[PROBLEM]
From the first line to the last, reproduce the records exactly as they appear below.

[EXERCISE MATERIAL]
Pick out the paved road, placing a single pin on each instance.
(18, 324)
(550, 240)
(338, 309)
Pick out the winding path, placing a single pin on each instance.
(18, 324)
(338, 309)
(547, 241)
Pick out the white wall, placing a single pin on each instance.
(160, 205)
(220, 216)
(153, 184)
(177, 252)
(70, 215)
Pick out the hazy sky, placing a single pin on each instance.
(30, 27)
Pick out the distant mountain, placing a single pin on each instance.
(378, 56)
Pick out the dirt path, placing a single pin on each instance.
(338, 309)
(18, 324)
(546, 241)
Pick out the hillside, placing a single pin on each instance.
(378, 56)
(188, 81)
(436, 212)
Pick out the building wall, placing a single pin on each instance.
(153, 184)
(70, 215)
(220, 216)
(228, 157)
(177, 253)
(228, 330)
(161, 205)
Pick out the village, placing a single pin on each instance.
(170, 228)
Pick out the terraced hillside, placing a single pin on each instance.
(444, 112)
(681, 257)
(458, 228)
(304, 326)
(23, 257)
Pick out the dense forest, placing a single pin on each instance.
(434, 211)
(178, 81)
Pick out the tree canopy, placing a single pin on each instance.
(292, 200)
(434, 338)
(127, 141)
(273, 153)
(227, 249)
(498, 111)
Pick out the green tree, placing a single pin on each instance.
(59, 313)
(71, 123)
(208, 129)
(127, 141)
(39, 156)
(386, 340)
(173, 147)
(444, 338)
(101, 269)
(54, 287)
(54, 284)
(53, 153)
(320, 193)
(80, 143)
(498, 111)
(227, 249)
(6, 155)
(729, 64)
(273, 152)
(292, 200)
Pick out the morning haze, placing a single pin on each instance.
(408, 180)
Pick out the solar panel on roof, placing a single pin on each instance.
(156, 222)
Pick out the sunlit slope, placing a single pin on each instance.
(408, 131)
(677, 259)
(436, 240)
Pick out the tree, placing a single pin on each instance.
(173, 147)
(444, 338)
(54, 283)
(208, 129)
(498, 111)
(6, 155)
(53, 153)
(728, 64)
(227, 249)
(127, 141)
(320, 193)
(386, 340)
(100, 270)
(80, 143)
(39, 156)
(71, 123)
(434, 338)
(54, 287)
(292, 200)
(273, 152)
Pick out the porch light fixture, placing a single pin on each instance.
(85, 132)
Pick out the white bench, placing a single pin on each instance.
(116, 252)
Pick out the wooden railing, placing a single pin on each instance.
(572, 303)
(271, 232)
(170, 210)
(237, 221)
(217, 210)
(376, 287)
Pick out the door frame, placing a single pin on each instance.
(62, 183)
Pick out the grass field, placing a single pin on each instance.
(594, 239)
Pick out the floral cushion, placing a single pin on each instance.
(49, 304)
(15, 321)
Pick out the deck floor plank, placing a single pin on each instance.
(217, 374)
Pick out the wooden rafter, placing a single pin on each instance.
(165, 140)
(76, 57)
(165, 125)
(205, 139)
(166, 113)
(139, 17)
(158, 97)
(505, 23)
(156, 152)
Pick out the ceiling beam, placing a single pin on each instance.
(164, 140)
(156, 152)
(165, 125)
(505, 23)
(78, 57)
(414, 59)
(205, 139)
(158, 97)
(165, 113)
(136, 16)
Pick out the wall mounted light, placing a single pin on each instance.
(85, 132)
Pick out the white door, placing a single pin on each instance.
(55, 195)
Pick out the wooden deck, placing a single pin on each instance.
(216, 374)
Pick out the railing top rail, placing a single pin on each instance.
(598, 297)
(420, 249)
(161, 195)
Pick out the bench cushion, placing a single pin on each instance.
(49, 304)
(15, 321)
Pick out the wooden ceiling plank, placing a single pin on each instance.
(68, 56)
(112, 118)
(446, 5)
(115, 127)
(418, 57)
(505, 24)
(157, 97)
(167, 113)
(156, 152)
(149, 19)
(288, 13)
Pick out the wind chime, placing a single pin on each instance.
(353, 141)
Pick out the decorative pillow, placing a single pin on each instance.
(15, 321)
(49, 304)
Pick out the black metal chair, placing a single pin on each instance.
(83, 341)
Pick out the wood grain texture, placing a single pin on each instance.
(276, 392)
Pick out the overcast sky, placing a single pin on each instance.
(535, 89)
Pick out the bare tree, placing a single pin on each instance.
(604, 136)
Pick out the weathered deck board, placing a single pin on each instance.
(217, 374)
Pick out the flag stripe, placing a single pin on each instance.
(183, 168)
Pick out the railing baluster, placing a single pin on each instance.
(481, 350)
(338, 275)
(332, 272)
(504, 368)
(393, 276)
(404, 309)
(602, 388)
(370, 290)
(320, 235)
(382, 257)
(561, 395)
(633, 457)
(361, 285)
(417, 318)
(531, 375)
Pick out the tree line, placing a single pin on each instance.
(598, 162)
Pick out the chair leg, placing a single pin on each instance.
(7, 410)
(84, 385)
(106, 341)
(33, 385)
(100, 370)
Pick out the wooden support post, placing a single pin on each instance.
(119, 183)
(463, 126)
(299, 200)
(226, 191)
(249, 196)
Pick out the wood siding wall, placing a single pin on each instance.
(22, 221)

[YOUR SOLUTION]
Pick out the paved road, placing a single pin on each instance.
(18, 324)
(550, 240)
(338, 309)
Pick out the winding path, placing a single pin on each instance.
(18, 324)
(338, 309)
(547, 241)
Pick out the white wall, placing a single pin on each instance.
(160, 205)
(220, 216)
(153, 184)
(177, 252)
(70, 215)
Pick out the hazy sky, placing a single pin on each instance.
(30, 27)
Pick out the distant mountain, placing a single pin on each instance.
(378, 56)
Pick out the dirt path, placing a single pin on each instance.
(338, 309)
(18, 324)
(546, 241)
Pick out the hillside, placing a single pin on each instance.
(378, 56)
(188, 81)
(436, 212)
Pick out the building wall, placing a single pin on each instance.
(153, 184)
(70, 215)
(220, 216)
(228, 157)
(177, 253)
(228, 330)
(161, 205)
Pick out the village, placing a single pin on each instance.
(170, 228)
Pick out the terraced hillside, placing a single pin on each instance.
(444, 112)
(681, 257)
(458, 228)
(304, 326)
(23, 257)
Pick out the dense forest, placing a single pin on each instance.
(434, 211)
(178, 81)
Pick out the tree canopy, placing a single pin on each instance.
(292, 200)
(434, 338)
(127, 141)
(273, 153)
(227, 249)
(498, 111)
Pick out the green tree, placing a single pin on each instance.
(59, 313)
(71, 123)
(208, 129)
(127, 141)
(39, 156)
(386, 340)
(173, 147)
(444, 338)
(101, 269)
(54, 287)
(54, 284)
(53, 153)
(320, 193)
(80, 143)
(498, 111)
(227, 249)
(6, 155)
(729, 64)
(273, 152)
(292, 200)
Pick out the morning haze, placing a single pin on each instance.
(408, 180)
Pick out the solar panel on roof, placing a single pin on each instance.
(156, 222)
Pick out the sunlit slope, placing a single pin on each instance.
(408, 131)
(677, 259)
(436, 240)
Pick out the tree, placing a single pin on each instance.
(173, 147)
(444, 338)
(54, 283)
(208, 129)
(498, 111)
(6, 155)
(53, 153)
(728, 64)
(227, 249)
(127, 141)
(320, 193)
(386, 340)
(100, 270)
(80, 143)
(39, 156)
(71, 123)
(434, 338)
(54, 287)
(292, 200)
(273, 152)
Pick out the porch light fixture, placing a single pin on each instance.
(85, 132)
Pick out the white bench, placing a single pin on each instance.
(116, 252)
Pick out the wooden railing, placing a single pin on each instance.
(572, 303)
(271, 232)
(170, 210)
(237, 221)
(217, 210)
(376, 287)
Pick out the door frame, placing a single pin on each instance.
(62, 183)
Pick out the grass field, placing a single pin on each instance.
(594, 239)
Pick out the floral cushion, placing a single pin on each instance.
(49, 304)
(15, 321)
Pick out the deck floor plank, placing a single pin on each instance.
(217, 374)
Pick out the wooden rafter, placing a single pin on each instance.
(165, 140)
(76, 57)
(165, 125)
(205, 139)
(166, 113)
(139, 17)
(158, 97)
(505, 23)
(156, 152)
Pick out the ceiling beam, placing a single pin on each instance.
(164, 140)
(156, 152)
(165, 125)
(505, 23)
(78, 57)
(414, 59)
(205, 139)
(158, 97)
(165, 113)
(136, 16)
Pick out the wall mounted light, placing a single pin on each instance.
(85, 132)
Pick out the white door, placing a single pin on each instance.
(55, 195)
Pick out the wooden deck, placing a single pin on each instance.
(216, 374)
Pick out the railing top rail, placing a single pin on each instance.
(598, 297)
(420, 249)
(161, 195)
Pick out the bench cushion, placing a single pin on each instance.
(49, 304)
(15, 321)
Pick out the wooden ceiling plank, placing a single pin on each instance.
(68, 56)
(112, 118)
(446, 5)
(115, 127)
(418, 57)
(505, 24)
(157, 97)
(167, 113)
(156, 152)
(149, 19)
(288, 13)
Pick out the wind chime, placing a single pin on each instance.
(353, 141)
Pick out the decorative pillow, placing a single pin on each instance.
(15, 321)
(49, 304)
Pick out the black metal chair, placing a single pin on each instance.
(83, 341)
Pick out the wood grain texture, placing a single pin on each instance.
(276, 392)
Pick out the overcast sky, placing a single pin on each instance.
(535, 89)
Pick out the bare tree, placing a single pin on each instance.
(604, 136)
Pick out the weathered deck board, placing a single pin on each instance.
(217, 374)
Pick out the flag stripe, placing a single pin on each instance.
(183, 168)
Pick out the railing baluster, placing a single pin on each instance.
(481, 350)
(338, 275)
(332, 272)
(504, 368)
(393, 276)
(404, 309)
(602, 388)
(370, 290)
(320, 235)
(382, 257)
(561, 395)
(633, 457)
(361, 285)
(417, 318)
(531, 375)
Pick out the tree line, placing a single pin on each instance.
(598, 162)
Pick out the chair leg, placing a single pin on each instance.
(7, 410)
(84, 385)
(106, 341)
(33, 385)
(100, 370)
Pick out the wooden support post, placing a single pin on each instance.
(119, 183)
(463, 126)
(299, 200)
(226, 191)
(249, 196)
Pick out the wood siding wall, placing a single pin on each instance.
(22, 221)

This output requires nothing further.